- [WHAT THE TASK ASKS]: Condense the paragraph that begins "Luis told me" in the post about Safari on Linux, keeping its main facts.

___ EXTRACT TO READ

Safari on Linux

It is the year 2020, and Safari is the kid nobody wants to play with. IE11 was bullied out of school last year. Nobody cares for Opera. Web applications are made with Chrome and Firefox.

What happens when you need to fix a bug that can only be reproduced on Safari? Cold sweats.

Safari for Windows is dead. Webkit in Linux is a joke. I don’t own a mac. In coronavirus time, It is not possible to grab a mac from a colleage for a few minutes. Browserstack is a huge pain to setup for local development in Linux.

Luis told me to give this a look: https://github.com/myspaghetti/macos-virtualbox. It is a script to create and setup a MacOS Virtual Machine downloading the files straight from Apple servers. What, no need to risk your life with a hacked iso anymore? yeah, that’s right.

It is the year 2020 and Windows is free and MacOS seems to be free as well.

I skeptically ran the script. Half an hour later I has amazed with a butter smooth Mac experience. The script only needed my input to push the enter key a handful of times.

I don’t know about the whole mac experience, but for web development you only need Safari, and this thing works, it works beautifully. It is hands down the best way for Linux and Windows developers to debug Safari-exclusive layout bugs.

** UPDATE: ** A friend told me it violates Apple TOS because you can only run a MacOS VM on mac hardware. No free lunch after all. Kids, do this at home! Professionals, do not do this at work!

______
___ SOURCE MATERIAL

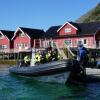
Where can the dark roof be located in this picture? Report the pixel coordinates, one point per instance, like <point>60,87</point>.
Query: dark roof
<point>83,29</point>
<point>87,28</point>
<point>52,31</point>
<point>8,33</point>
<point>33,33</point>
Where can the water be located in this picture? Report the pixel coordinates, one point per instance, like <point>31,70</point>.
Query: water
<point>23,88</point>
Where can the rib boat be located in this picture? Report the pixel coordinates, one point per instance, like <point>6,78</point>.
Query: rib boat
<point>56,71</point>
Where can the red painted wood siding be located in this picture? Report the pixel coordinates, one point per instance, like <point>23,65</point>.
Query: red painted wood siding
<point>5,41</point>
<point>90,42</point>
<point>62,31</point>
<point>25,39</point>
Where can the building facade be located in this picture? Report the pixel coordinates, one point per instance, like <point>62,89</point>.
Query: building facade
<point>73,33</point>
<point>5,40</point>
<point>27,38</point>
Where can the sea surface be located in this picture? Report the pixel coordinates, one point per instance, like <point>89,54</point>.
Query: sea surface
<point>13,87</point>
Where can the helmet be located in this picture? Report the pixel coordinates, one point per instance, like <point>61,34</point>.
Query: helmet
<point>79,44</point>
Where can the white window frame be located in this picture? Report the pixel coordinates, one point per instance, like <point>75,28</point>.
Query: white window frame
<point>70,42</point>
<point>67,30</point>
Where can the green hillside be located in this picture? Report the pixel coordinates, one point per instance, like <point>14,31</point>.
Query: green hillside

______

- [RESPONSE TO THE TASK]: Luis recommended https://github.com/myspaghetti/macos-virtualbox, a script that creates and sets up a MacOS virtual machine from files downloaded straight from Apple's servers, so a hacked ISO is no longer needed.